INFORMATION SUPPLIED:
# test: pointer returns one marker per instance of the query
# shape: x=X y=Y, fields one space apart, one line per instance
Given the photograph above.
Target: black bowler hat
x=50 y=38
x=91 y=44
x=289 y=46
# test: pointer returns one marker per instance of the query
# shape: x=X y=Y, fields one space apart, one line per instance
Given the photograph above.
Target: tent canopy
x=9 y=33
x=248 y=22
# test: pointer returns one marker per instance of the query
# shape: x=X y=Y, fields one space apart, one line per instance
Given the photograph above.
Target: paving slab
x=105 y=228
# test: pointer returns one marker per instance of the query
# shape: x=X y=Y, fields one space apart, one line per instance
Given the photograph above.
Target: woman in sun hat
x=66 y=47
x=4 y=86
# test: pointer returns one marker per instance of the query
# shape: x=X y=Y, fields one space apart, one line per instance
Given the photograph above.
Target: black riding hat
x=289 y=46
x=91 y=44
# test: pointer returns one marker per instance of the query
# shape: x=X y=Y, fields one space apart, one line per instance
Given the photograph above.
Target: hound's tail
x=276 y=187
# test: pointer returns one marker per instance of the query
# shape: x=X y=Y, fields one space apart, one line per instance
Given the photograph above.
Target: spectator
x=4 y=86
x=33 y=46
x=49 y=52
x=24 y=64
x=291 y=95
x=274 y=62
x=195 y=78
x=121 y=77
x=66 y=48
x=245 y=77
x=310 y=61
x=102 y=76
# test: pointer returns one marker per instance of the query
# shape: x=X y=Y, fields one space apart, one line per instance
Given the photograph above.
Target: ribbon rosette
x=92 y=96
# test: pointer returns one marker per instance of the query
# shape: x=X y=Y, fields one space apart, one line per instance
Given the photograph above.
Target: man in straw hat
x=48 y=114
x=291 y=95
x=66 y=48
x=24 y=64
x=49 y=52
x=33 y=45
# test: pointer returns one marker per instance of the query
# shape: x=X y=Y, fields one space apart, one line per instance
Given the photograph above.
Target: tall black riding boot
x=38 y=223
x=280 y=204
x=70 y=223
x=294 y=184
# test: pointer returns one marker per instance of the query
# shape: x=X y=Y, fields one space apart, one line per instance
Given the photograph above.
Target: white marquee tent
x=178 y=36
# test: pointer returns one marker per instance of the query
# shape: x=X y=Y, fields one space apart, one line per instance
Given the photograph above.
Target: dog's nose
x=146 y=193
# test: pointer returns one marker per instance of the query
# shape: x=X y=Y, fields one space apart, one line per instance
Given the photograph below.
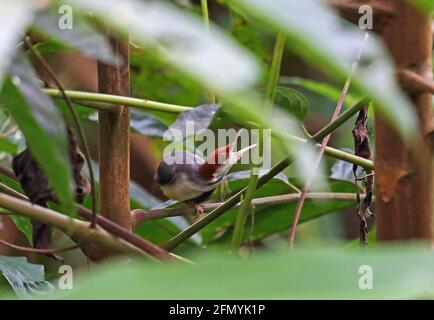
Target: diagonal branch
x=324 y=143
x=279 y=167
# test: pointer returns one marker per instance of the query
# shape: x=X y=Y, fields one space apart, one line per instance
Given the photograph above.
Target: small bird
x=185 y=176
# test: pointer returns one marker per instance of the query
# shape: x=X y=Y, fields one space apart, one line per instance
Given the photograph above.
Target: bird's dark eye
x=164 y=174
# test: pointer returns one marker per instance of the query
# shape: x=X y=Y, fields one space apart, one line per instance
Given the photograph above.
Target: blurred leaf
x=82 y=37
x=427 y=5
x=343 y=170
x=25 y=226
x=7 y=146
x=302 y=273
x=25 y=278
x=181 y=39
x=322 y=88
x=292 y=101
x=42 y=126
x=15 y=15
x=45 y=48
x=191 y=121
x=317 y=34
x=147 y=124
x=276 y=217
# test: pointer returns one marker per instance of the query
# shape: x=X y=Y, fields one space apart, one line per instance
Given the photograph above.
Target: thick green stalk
x=245 y=209
x=205 y=15
x=113 y=99
x=275 y=69
x=279 y=167
x=170 y=108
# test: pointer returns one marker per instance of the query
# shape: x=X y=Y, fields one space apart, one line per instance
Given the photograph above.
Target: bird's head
x=220 y=160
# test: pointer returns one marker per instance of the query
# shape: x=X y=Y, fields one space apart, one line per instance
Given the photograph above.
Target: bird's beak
x=238 y=154
x=234 y=156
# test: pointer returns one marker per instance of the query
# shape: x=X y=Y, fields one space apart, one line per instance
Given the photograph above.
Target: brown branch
x=324 y=143
x=404 y=175
x=108 y=225
x=139 y=216
x=34 y=250
x=75 y=118
x=416 y=83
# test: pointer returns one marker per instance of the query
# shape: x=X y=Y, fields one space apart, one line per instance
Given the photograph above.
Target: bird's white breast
x=182 y=189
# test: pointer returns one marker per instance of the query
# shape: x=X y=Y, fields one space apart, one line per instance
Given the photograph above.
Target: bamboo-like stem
x=109 y=99
x=246 y=208
x=279 y=167
x=114 y=138
x=76 y=120
x=139 y=216
x=275 y=69
x=105 y=101
x=404 y=177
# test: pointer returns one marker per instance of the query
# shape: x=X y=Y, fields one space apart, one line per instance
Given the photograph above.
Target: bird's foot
x=199 y=210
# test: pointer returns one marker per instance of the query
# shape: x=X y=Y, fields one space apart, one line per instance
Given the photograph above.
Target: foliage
x=175 y=62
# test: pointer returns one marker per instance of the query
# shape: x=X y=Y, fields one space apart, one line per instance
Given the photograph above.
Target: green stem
x=279 y=167
x=275 y=69
x=245 y=209
x=113 y=99
x=103 y=101
x=205 y=14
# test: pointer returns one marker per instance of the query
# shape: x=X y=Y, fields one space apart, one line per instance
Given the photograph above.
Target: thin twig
x=77 y=124
x=139 y=215
x=277 y=168
x=34 y=250
x=324 y=143
x=109 y=226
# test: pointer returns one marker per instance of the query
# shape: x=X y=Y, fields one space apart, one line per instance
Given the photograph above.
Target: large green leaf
x=82 y=36
x=26 y=279
x=317 y=34
x=43 y=127
x=181 y=39
x=322 y=88
x=292 y=101
x=15 y=15
x=399 y=272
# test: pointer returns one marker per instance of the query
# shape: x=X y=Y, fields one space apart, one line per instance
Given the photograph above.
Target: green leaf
x=322 y=88
x=42 y=126
x=302 y=273
x=7 y=146
x=146 y=124
x=82 y=37
x=426 y=5
x=292 y=101
x=26 y=279
x=15 y=15
x=181 y=39
x=318 y=35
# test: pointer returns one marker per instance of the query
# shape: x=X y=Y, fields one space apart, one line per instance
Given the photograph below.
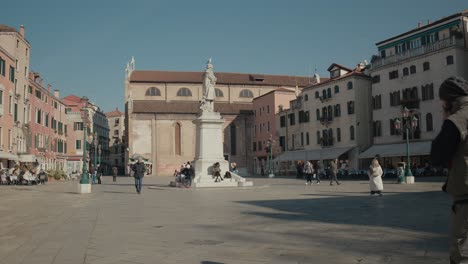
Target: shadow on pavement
x=416 y=211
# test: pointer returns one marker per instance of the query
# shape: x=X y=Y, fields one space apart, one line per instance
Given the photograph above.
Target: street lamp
x=410 y=121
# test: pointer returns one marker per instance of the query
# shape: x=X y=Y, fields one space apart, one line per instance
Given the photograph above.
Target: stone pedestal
x=209 y=150
x=83 y=188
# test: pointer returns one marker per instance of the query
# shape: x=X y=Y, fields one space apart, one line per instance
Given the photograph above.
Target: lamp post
x=410 y=122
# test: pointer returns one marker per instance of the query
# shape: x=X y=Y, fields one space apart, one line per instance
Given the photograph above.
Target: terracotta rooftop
x=223 y=78
x=115 y=113
x=5 y=28
x=186 y=107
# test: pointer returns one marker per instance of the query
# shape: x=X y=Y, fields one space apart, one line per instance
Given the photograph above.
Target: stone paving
x=279 y=220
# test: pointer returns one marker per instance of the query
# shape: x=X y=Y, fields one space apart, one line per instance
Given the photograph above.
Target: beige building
x=330 y=119
x=118 y=142
x=161 y=105
x=407 y=72
x=15 y=43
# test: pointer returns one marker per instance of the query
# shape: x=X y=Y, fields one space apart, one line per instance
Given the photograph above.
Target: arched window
x=429 y=125
x=153 y=91
x=337 y=89
x=219 y=93
x=233 y=139
x=405 y=71
x=246 y=94
x=449 y=60
x=184 y=92
x=177 y=136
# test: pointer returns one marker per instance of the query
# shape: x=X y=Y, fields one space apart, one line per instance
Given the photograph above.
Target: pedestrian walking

AIM:
Render everything from the start of the entries above down to and including the line containing "x=105 y=228" as a JSON list of strings, one string per line, leaving out blank lines.

TASK SOLUTION:
[
  "# test: pointer returns one marker per instance of the query",
  "# shape: x=X y=Y, fields one space apart, one line per instance",
  "Given the photograph above.",
  "Target: black bowler hat",
  "x=50 y=38",
  "x=91 y=44",
  "x=289 y=46",
  "# test: pointer returns one marker per instance of the query",
  "# shape: x=X y=Y, fields one space apart, one line per instance",
  "Given the photograph above.",
  "Target: tent canopy",
  "x=9 y=33",
  "x=248 y=22",
  "# test: pointer returns one marker per instance of the query",
  "# shape: x=X y=Y, fields one space apart, one line per instance",
  "Given the photograph above.",
  "Target: paving slab",
  "x=105 y=228"
]